• _TASK GOAL_:
Below are entries; write every one of them out again exactly.

** MATERIAL FOR THIS EXERCISE follows **

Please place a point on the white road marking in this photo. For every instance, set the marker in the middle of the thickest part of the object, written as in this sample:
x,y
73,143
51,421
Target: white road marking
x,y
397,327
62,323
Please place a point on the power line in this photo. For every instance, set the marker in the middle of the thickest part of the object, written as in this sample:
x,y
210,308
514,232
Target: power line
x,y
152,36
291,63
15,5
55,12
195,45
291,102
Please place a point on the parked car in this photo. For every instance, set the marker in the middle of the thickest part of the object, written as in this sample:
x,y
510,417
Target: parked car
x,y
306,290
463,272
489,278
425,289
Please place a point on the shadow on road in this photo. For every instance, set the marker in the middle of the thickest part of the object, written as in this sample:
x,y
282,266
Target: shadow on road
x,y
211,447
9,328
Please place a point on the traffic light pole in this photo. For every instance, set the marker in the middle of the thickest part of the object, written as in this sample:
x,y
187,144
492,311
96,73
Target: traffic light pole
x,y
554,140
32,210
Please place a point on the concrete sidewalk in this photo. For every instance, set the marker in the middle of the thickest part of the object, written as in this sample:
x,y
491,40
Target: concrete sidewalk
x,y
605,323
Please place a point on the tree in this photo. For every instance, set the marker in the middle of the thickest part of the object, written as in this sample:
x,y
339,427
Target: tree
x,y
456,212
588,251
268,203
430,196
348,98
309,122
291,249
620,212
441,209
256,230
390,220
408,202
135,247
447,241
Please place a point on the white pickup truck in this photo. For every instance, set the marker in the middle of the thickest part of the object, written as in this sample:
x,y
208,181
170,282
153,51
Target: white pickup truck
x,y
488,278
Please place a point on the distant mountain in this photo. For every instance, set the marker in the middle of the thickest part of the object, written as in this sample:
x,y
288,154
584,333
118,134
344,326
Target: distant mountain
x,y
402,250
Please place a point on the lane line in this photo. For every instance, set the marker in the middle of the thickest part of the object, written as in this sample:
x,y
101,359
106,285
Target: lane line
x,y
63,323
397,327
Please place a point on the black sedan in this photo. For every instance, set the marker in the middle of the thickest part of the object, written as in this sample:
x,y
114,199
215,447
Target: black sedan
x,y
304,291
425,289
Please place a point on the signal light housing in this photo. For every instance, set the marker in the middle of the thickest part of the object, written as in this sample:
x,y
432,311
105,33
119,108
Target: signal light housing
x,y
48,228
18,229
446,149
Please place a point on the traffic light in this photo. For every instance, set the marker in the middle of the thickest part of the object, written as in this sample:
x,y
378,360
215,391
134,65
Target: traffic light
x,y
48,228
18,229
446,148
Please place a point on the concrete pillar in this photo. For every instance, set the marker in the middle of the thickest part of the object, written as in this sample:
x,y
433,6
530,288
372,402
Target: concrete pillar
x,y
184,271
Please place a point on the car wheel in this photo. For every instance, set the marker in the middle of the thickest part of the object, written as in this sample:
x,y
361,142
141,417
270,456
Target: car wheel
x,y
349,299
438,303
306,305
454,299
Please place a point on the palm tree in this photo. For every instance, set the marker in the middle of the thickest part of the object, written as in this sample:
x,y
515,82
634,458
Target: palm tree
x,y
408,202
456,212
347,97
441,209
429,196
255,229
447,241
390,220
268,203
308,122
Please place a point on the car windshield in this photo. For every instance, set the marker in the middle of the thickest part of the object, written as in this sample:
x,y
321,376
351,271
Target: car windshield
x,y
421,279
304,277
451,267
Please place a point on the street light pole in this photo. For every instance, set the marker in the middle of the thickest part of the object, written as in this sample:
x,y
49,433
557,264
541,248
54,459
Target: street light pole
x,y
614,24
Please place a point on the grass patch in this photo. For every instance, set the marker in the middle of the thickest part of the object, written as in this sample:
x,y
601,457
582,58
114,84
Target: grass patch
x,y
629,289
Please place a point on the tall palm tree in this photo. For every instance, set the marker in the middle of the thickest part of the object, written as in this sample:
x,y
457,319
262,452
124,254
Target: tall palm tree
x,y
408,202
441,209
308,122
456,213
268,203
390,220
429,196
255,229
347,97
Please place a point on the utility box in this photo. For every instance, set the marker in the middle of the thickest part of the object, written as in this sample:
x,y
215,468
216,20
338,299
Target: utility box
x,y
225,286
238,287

** End of MATERIAL FOR THIS EXERCISE **

• _YOUR RESPONSE_:
Please place a point on the white road marking in this photo. For every instance, set the marker in the middle of the thickest part of the object, written as in this sample:
x,y
73,143
51,421
Target: white road marking
x,y
397,327
62,323
Please place a point on the power line in this photo. For every instance, set the marker in the middle of the thickest part of the object, written as in this sample:
x,y
210,308
514,232
Target: power line
x,y
152,36
291,63
15,5
55,12
195,45
291,102
Please place a point on the parked car in this photo. For every instance, set the marker in the middle of the thickest part of the object, written as in this sample:
x,y
510,417
Target: parked car
x,y
306,290
463,272
489,278
425,289
Please place a point on the shadow on road in this photo. For every instance, set the marker in the middle of the thickest part of the object, written as in this sample:
x,y
282,266
Target: shadow on road
x,y
211,447
9,328
Please place a point on the traffic light pole in this photo. For every instance, set the marker in the middle of the thickest part of the object, written as in this sample:
x,y
187,144
492,311
96,73
Target: traffic light pole
x,y
554,140
32,210
Please place a point on the concrete sidewalk in this photo. For every instance, set the marker in the middle of the thickest part of the object, written as in this sample:
x,y
491,40
Target: concrete sidewalk
x,y
605,323
Please place a point on the tree in this photo. For every instance, set the marker in the middle of the thickest part of the object, written as in this sample:
x,y
339,427
Target: tree
x,y
456,212
588,251
268,203
430,196
348,98
309,122
291,249
620,212
441,209
256,230
390,220
408,202
135,247
447,241
Please place a point on the white pickup truck in this photo. For every instance, set the marker in the middle of the thickest part of the object, written as in this sample:
x,y
208,181
170,282
153,51
Target: white pickup truck
x,y
488,278
Please place a point on the distant mountain in this photo. For every instance, set the marker in the middle of the thickest part of the object, written as in this sample:
x,y
288,154
584,333
118,134
344,326
Target: distant mountain
x,y
402,250
Please place a point on the lane line in this photo. For every instance, set the marker in the middle of the thickest part of the object, written as in this sample:
x,y
101,359
106,285
Target: lane line
x,y
63,323
397,327
Please place a point on the black sedan in this photo. For every instance, set the marker in the middle of the thickest part of the object, written as in this sample:
x,y
114,199
215,447
Target: black sedan
x,y
304,291
425,289
Please place a point on the signal light housing in this photo. For every instance, set the marker in the middle of the thickest part of the object, written as in this sample:
x,y
432,311
105,33
119,108
Target: signal light housing
x,y
48,228
18,229
446,149
Please place a point on the traffic light in this photo. For every instance, set the marker in the middle of the thickest part of the object, written as in this sample:
x,y
378,360
215,391
134,65
Target: traffic light
x,y
48,228
18,229
446,148
Please place a point on the concrete pillar in this photo. For every instance, set the marker in the middle of the thickest part of the object, written as in this sample:
x,y
433,6
530,288
372,402
Target: concrete pillar
x,y
184,271
Please place a point on the car wheel in this photo. For every instance, set the marker in the middle of the thickest part of the object, written as in this sample:
x,y
361,142
141,417
270,456
Target: car wheel
x,y
349,299
438,303
306,305
454,299
Please place a point on the palm tree in this photo. For every instance, set the marker in the middle of the thickest part of the object, written as in this sample:
x,y
515,82
634,458
Target: palm tree
x,y
408,202
456,212
347,97
441,209
429,196
255,229
447,241
390,220
268,203
308,122
Please place a point on the car windshield in this photo. For every instance, set the marker in the middle of the thickest part of the object, written as in this sample:
x,y
321,376
351,271
Target: car windshield
x,y
421,279
304,277
451,267
Please place a point on the street light pole in this photo. For every instance, set the marker in the middle of the thickest part of the object, written as in this sample:
x,y
49,433
557,264
541,248
54,459
Target: street light pole
x,y
614,24
Please place a point on the grass patch in this photo. For every instance, set the marker in the middle of the thickest part of the object, written as in this sample:
x,y
601,457
582,58
114,84
Target: grass patch
x,y
629,289
Please place a point on the tall palm tree in this photo. For every instance, set the marker in the middle of the thickest part of the object, written as in this sample:
x,y
457,319
262,452
124,254
Target: tall palm tree
x,y
408,202
441,209
308,122
456,213
268,203
390,220
429,196
255,229
347,97
Please place a point on the utility box in this photo. For every instance, set the marker in the middle of the thickest part of the object, written as in this sample:
x,y
215,468
216,20
338,299
Target: utility box
x,y
225,286
238,287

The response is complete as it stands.